(Region pointing data)
────────────────────
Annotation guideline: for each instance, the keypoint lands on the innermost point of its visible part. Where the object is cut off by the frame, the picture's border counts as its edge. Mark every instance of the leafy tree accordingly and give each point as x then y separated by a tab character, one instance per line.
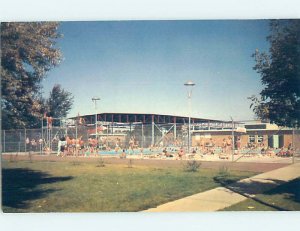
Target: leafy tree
59	102
279	101
27	53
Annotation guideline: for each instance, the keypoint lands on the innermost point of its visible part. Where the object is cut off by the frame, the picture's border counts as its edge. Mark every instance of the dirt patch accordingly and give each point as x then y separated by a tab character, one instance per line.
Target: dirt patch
241	166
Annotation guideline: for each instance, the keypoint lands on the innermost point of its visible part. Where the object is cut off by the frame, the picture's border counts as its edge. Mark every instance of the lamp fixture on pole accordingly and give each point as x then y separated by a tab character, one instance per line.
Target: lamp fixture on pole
189	84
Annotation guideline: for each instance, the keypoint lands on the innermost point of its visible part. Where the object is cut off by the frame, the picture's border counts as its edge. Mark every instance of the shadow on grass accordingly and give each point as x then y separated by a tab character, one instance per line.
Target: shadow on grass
20	185
267	187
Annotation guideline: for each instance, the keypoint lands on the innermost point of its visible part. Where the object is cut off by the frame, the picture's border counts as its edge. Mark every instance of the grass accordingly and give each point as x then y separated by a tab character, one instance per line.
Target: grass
────────────────────
> _Task requirements_
All of the data should be returned word for word, with each picture left out.

> _Reply to the exercise_
Annotation guideline: for each instance, the keypoint lands on the innermost point of its visible part. Where the object is cut off by the frame, the picture's border counts as its edge. Mark every instance of the leafy tree accordingly and give each point as x then y separated by a tab character, one instance per line.
Target: leafy tree
59	102
279	101
27	53
Annotation guideline: for each instance, the keypoint lands on the innermost point of its visible part. Where the object is cut off by the frame, the picture's border counts as its edge. Mark every instance of the dirt patch accordingly and give each point as x then y separated by a tab character, one instance per line.
Target: dirt patch
241	166
Annotation guideline: for each instance, the keypoint lands on the innermost point of its visible part. Where the object is cut off by the frame, the picture's border counts as its edge. Mark every instance of the lamp fixture on pole accordingly and give each point as x then y separated by a tab character, one instance per line.
Target: lamp fixture on pole
189	84
Annotation guideline: for each instance, the keypoint lands on the innermost point of its visible part. Where the object is cut off by the frame, the picture's border counts as its edge. Mark every instance of the shadow on grass accordingly and give each point as x then y separated by a tab character, one instance per line.
Target: shadow on grass
20	185
267	187
Annotation guideline: for each instance, the keypoint lands on the innermost point of its visible part. Where the object is cut off by the frame, the picture's border counts as its edge. Mark every instance of the grass accordingly and give each point as x then y separated by a tab character, one instance per line.
Target: grass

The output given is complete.